◆ Work to complete:
1 - In the Treffor Davies article, repeat everything from "Treffor Elliott Davies (13" down to "for five years." word for word.
2 - Answer these from the Treffor Davies article:
(a) Where was Davies born?
(b) Against which team did he make his first-class debut?
(c) Against which team did he score 51*?
3 - Translate this sentence from the Treffor Davies article into Spanish: "He also played against Cambridge University and Somerset that season and did not appear in first-class cricket again for five years."
Start of Page excerpt
Treffor Davies

Personal information
- Full name: Treffor Elliott Davies
- Born: 13 March 1938 Stourbridge, Worcestershire, England
- Died: 21 December 2013 (aged 75)
- Batting: Right-handed
- Bowling: Leg-break

Career statistics
| Competition | FC |
| Matches | 20 |
| Runs scored | 481 |
| Batting average | 19.24 |
| 100s/50s | 0/3 |
| Top score | 76 |
| Balls bowled | 228 |
| Wickets | 6 |
| Bowling average | 28.16 |
| 5 wickets in innings | 0 |
| 10 wickets in match | 0 |
| Best bowling | 2/22 |
| Catches/stumpings | 8/0 |
- Source: Cricinfo, 19 October 2007

= Treffor Davies =

English cricketer

Treffor Elliott Davies (13 March 1938 – 21 December 2013) was an English cricketer who played 20 first-class matches for Worcestershire between 1955 and 1961.

Davies made his first-class debut for Worcestershire against Oxford University at The University Parks in June 1955; he scored 11 not out in his only innings and took one wicket in each innings (those of John Baker and Stanley Metcalfe).
He also played against Cambridge University and Somerset that season and did not appear in first-class cricket again for five years.

Davies returned to the Worcestershire side in 1960. He did not bowl at all that year, although he did score the first of his three half-centuries: 51* against Middlesex near the end of the season.
End of Page excerpt
Start of Extracted data
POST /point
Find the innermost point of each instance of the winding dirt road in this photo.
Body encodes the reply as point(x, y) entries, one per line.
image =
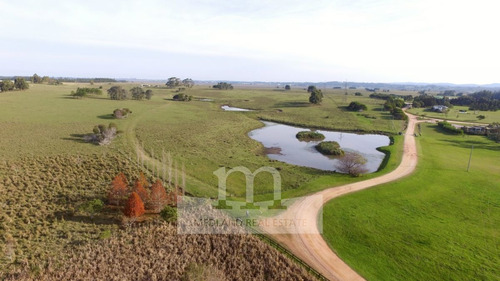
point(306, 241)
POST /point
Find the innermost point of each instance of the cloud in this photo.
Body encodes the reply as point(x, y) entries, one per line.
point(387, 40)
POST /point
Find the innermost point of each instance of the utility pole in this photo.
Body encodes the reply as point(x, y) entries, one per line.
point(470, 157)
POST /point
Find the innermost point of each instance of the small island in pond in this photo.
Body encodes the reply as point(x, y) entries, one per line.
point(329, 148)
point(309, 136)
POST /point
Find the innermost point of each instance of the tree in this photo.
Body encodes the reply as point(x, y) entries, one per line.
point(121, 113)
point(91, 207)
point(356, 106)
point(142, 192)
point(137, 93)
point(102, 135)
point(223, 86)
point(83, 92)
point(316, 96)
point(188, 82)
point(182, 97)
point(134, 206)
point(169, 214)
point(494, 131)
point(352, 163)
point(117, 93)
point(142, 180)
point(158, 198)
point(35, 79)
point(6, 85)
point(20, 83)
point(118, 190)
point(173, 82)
End of Extracted data
◆ Solutions to the tasks:
1 -
Treffor Elliott Davies (13 March 1938 – 21 December 2013) was an English cricketer who played 20 first-class matches for Worcestershire between 1955 and 1961.

Davies made his first-class debut for Worcestershire against Oxford University at The University Parks in June 1955; he scored 11 not out in his only innings and took one wicket in each innings (those of John Baker and Stanley Metcalfe).
He also played against Cambridge University and Somerset that season and did not appear in first-class cricket again for five years.

2 -
(a) Stourbridge, Worcestershire, England
(b) Oxford University, at The University Parks in June 1955
(c) Middlesex

3 - También jugó contra la Universidad de Cambridge y Somerset esa temporada y no volvió a aparecer en el críquet de primera clase durante cinco años.